◆ Twoje zadanie
Wyciągnij, proszę, z pozycji poniżej każdy wiersz, w którym występuje słowo „wood”, i przepisz te wiersze bez zmian.

◆ Pozycje do wykorzystania
====================
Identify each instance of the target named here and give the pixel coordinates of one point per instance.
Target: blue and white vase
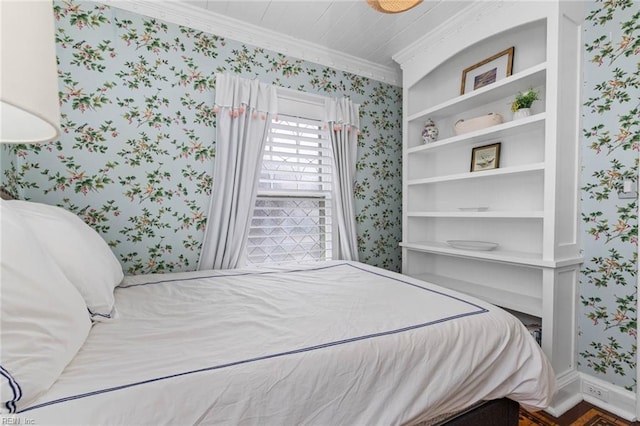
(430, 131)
====================
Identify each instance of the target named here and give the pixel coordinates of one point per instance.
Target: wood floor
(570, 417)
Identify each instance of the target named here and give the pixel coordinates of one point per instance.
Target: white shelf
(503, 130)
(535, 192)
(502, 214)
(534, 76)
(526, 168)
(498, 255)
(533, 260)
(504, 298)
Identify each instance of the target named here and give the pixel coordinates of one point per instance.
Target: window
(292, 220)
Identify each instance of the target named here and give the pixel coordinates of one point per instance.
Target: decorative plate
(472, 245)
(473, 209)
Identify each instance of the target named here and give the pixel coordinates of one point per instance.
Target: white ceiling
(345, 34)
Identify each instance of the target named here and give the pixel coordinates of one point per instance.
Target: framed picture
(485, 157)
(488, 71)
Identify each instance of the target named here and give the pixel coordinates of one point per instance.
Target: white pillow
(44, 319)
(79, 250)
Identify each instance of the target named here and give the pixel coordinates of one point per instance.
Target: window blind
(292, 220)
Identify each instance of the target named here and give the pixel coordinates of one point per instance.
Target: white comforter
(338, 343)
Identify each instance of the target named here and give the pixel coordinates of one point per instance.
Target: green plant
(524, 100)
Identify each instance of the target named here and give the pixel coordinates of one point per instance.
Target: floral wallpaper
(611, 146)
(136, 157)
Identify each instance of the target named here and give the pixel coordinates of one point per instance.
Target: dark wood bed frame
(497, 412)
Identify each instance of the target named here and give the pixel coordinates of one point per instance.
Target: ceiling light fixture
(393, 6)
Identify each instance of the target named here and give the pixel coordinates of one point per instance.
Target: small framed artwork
====================
◆ Pełna odpowiedź
Target: wood floor
Target: dark wood bed frame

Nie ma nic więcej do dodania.